_Directive_: The records should be repeated word for word, pictures excluded.

_Data listing_:
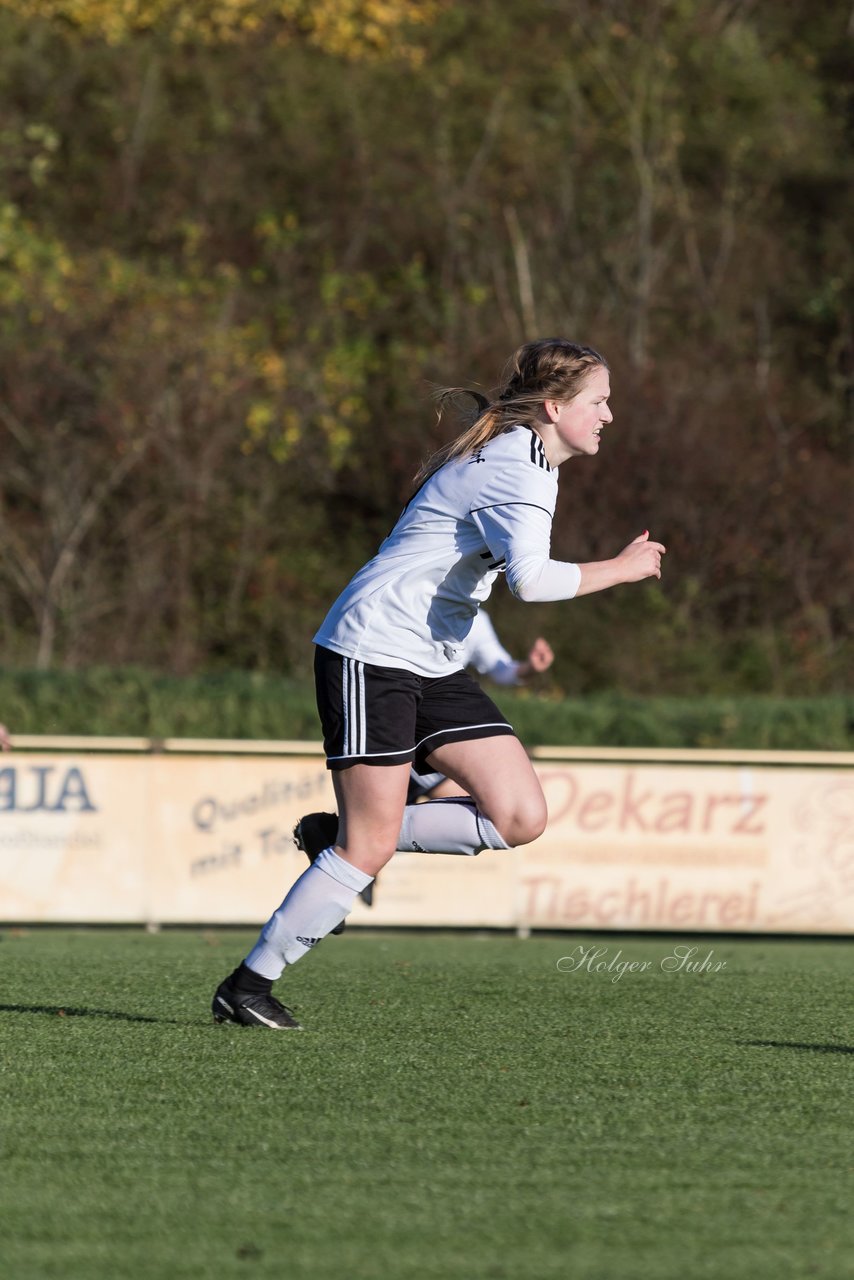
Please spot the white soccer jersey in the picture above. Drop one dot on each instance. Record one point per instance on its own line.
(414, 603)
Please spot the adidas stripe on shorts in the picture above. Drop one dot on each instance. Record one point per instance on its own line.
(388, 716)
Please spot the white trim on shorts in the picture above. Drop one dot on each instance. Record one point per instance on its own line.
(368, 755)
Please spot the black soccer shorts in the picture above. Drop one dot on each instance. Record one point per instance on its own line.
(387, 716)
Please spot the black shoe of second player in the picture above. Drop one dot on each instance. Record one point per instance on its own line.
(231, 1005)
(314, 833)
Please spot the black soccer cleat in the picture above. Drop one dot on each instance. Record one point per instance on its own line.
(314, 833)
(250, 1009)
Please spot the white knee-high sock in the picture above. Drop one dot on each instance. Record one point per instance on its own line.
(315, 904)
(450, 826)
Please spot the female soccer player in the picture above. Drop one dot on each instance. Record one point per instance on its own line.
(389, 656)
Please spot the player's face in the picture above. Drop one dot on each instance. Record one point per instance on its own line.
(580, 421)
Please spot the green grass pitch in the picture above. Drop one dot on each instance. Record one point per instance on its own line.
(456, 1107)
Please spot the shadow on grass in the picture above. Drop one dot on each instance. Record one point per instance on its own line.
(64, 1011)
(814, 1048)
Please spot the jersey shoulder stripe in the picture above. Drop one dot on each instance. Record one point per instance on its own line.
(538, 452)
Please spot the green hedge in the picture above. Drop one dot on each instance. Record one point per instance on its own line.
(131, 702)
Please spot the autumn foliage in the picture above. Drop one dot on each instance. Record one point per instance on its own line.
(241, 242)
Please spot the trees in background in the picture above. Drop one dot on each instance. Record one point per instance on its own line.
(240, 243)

_Answer to this task_:
Please spot the white soccer jersey in the picture above. Drop one dot on each instance. Record one point per instance on its own line.
(414, 603)
Please spot the adidas stripe on shorts in the picture above. Drop one dot on each instance. Record one point per instance on its own line.
(388, 716)
Please spot the white trim on shorts in the picture above. Drop one dot on each instance. Record one point per instance on its own line.
(368, 755)
Please spot the black soccer shorts in the picture above. Drop one dot on each instance. Record one point per instance on its own line.
(387, 716)
Please spot the black shoe of second player in the picture above. Drop one dot on each instance. Record one point per instance on its own line.
(231, 1005)
(314, 833)
Please spot the black soccer cleat in the picture above. Drop one dot on each instance. Record one point per instance on its own line.
(314, 833)
(250, 1009)
Please spot the white knee-high sock in the picture above. Drop one dot on each instance. Record one point per instance on its own line.
(315, 904)
(450, 826)
Please spot the female soccer player in the picture above. Drop one dot on each instance. Record one point per instance on its own line.
(389, 656)
Please spot the player's face in the picture above. Drop one dot on each instance. Record one point per instance on its own line.
(580, 421)
Please spot the green grass pitch in the picture above. Drop one dot on each instance. Record one point per instance on its own line.
(456, 1107)
Please spot the shadow on grass in the picture above. Drop one dot on each instance. Record one point per instance on its own line.
(64, 1011)
(814, 1048)
Please spot the jersey shoulder stripe in the picture above. Drop one dot on each instance. Record one point per instance on its own line.
(538, 452)
Please spot the green hedge in the picture above. Drop one dot on each instance. Record one point per instance on its own line.
(131, 702)
Please spot the autumn foliage in the picture above. Drop one dot on each instance. Record one point per instance on its own line.
(241, 242)
Please spot the trees in background in the picture above. Drop one dot on each instance. Record one point per instance on its own line.
(240, 243)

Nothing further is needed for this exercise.